Excerpted data ->
======
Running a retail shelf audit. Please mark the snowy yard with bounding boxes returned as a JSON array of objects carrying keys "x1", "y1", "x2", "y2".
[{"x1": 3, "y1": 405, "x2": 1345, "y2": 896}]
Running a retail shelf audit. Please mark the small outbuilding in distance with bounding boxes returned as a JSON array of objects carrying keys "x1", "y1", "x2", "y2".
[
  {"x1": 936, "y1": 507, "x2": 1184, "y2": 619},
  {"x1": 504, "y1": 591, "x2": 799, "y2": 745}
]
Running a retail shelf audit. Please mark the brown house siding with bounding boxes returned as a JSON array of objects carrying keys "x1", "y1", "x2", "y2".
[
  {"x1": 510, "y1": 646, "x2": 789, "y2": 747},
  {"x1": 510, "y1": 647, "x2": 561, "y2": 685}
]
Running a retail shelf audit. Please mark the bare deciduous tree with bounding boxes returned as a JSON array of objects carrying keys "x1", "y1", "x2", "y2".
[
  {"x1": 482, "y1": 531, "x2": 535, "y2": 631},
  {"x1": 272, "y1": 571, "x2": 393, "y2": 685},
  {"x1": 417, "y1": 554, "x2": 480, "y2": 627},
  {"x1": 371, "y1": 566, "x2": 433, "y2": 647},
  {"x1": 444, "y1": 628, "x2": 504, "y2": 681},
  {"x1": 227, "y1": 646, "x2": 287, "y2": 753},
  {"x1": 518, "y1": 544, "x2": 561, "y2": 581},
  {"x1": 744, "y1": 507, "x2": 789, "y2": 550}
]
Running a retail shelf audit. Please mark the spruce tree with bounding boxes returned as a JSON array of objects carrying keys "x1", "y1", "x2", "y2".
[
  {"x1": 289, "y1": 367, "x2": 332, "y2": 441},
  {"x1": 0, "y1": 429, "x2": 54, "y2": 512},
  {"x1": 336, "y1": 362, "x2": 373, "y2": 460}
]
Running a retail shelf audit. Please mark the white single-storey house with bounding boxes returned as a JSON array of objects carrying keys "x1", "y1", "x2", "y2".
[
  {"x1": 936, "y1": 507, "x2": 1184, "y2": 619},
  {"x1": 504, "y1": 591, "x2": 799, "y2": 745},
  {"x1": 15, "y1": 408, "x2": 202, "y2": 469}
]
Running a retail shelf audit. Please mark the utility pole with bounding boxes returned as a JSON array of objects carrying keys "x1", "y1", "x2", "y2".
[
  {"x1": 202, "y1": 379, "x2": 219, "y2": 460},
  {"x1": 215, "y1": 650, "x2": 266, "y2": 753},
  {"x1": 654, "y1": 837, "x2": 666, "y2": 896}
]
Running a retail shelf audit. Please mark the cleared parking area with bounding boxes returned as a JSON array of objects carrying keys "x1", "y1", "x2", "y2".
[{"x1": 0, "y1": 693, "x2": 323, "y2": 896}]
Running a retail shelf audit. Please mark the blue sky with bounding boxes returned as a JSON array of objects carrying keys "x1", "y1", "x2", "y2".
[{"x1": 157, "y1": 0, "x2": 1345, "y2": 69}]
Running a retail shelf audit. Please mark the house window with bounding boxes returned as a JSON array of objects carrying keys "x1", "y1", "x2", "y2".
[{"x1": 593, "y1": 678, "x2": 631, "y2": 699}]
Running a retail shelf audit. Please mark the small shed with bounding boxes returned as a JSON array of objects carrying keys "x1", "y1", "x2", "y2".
======
What is needed ->
Copy out the lines verbatim, starting at the line containing "Running a retail shelf audit. Please mark the cleared" and ending at the final line.

Task solution ->
Running a retail shelf audit. Please mark the cleared parking area with bounding boxes returned as a JSON array of objects carrying keys "x1", "y1", "x2", "y2".
[{"x1": 0, "y1": 693, "x2": 323, "y2": 896}]
Running a retail shelf audit. Please mark the blue sky with bounding boxes returned as a JSON array of objects carrying keys "x1", "y1", "x2", "y2".
[{"x1": 157, "y1": 0, "x2": 1345, "y2": 69}]
Running a retail shelf audit. Please mark the house window with bounding boxes returned as a JSON array of objects carrying keys "x1", "y1", "x2", "y2".
[{"x1": 593, "y1": 678, "x2": 631, "y2": 699}]
Running a retail shelf audit. Please mark the small shed with bounding boxes returned as a JSON array of objects carrying keys "x1", "y1", "x2", "y2".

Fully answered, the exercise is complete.